Passage provided:
—————
The presiding image of Kedarnath in the form of lingam is more triangular in shape with a pedestal 3.6 m (12 ft) in circumference and 3.6 m (12 ft) in height.[17] There is a small pillared hall in front of the temple, that has images of Parvati and of the five Pandava princes. There are four temples around Kedarnath itself, namely- Tungnath, Rudranath, Madhyamaheshwar, and Kalpeshwar which form the Panch Kedar pilgrimage sites.[18] The first hall inside Kedarnath Temple contains statues of the five Pandava brothers, Krishna, Nandi, the vehicle of Shiva and Virabhadra, one of the guards of Shiva.[19] Statues of Draupadi and other deities are also installed in the main hall.[2] An unusual feature of the temple is the head of a man carved in the triangular stone lingam. Such a head is seen carved in another temple nearby constructed on the site where the marriage of Shiva and Parvati was held. Behind the temple is the samādhi mandir of Adi Sankara.[20]


The head priest (Raval) of the Kedarnath temple belongs to the Veerashaiva community from Karnataka.[21] However, unlike in Badrinath temple, the Raval of Kedarnath temple does not perform the pujas. The pujas are carried out by Raval's assistants on his instructions. The Raval moves with the deity to Ukhimath during the winter season. There are five main priests for the temple, and they become head priests for one year by rotation. The present (2013) Raval of Kedarnath temple is Shri Vageesha Lingacharya from Davanagere district, Karnataka.[21] Surrounding Kedarnath, there are many symbols of the Pandavas. Raja Pandu died at Pandukeshwar. The tribals here perform a dance called "Pandav Lila".[22] The mountain top where the Pandavas went to Swarga, is known as "Swargarohini", which is located off Badrinath. When Yudhishtira, the eldest of the Pandavas, was leaving for the heaven, one of his fingers fell on the earth. At that place, Yudhishtira installed a Shiva Linga, which is the size of the thumb. To gain Mashisharupa, Lord Shiva and Bheema fought with maces. Bheema was struck with remorse. He started to massage Shiva's body with ghee. In memory of this event, even today, this triangular Shiva lingam is massaged with ghee.[17]


The temple was included in the Uttar Pradesh State Government Act No. 30/1948 as Act no. 16,1939, which came to be known as Shri Badarinath and Shri Kedarnath Mandir Act. The committee nominated by the state government administers both temples. The act was modified in 2002 by the Uttarakhand State Government, which provisioned adding additional committee members including government officials and a vice-chairman.[23] There are a total of seventeen members in the board; three selected by the Uttarakhand Legislative Assembly, one member each selected by the District Councils of Chamoli, Pauri Garhwal, Tehri Garhwal and Uttarkashi districts, and ten members nominated by the Government of Uttarakhand.[24] On the religious side, there is a Rawal (chief priest) and three other priests: Naib Rawal, Acharya/Dharmadhikari and Vedpathi.[25] The administrative structure of the temple consists of a chief executive officer who executes the orders from the state government. A deputy chief executive officer, two OSDs, an executive officer, an account officer, a temple officer, and a publicity officer assist the chief executive officer.[26]

2013 floods

Main article: 2013 North India floods

Rear view of the Kedarnath Temple in the aftermath of the flood with the huge rock that protected the temple.
—————
Task objective:
Put this sentence from the Kedarnath temple passage into Spanish: "The Raval moves with the deity to Ukhimath during the winter season."

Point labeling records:
—————
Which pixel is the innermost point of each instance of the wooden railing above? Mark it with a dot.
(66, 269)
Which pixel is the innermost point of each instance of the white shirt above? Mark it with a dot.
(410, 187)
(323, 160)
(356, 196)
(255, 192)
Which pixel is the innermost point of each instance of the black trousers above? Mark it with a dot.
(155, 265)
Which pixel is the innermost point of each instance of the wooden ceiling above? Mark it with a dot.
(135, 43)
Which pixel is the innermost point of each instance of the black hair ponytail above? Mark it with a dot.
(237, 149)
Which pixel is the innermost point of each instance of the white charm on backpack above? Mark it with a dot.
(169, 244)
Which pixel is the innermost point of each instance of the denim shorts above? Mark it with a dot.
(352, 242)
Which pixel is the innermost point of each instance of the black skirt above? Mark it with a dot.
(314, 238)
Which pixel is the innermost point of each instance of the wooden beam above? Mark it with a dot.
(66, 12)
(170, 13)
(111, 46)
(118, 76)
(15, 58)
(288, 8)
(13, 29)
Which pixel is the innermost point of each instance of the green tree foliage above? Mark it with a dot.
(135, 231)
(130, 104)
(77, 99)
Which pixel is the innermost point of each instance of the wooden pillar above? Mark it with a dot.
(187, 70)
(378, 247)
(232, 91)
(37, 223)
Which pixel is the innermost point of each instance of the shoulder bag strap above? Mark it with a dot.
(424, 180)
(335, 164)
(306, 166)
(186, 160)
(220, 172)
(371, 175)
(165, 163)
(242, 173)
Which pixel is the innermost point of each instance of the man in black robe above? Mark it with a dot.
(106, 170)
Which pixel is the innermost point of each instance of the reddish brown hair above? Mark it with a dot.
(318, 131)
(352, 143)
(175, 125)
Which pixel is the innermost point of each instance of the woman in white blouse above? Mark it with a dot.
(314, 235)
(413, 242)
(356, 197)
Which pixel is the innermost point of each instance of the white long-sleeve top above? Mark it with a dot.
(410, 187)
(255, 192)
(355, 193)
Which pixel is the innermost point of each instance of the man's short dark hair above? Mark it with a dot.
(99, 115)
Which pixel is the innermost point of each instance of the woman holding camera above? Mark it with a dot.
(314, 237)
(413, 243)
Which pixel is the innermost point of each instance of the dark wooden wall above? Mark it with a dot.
—————
Worked solution:
El Raval se traslada con la deidad a Ukhimath durante la temporada de invierno.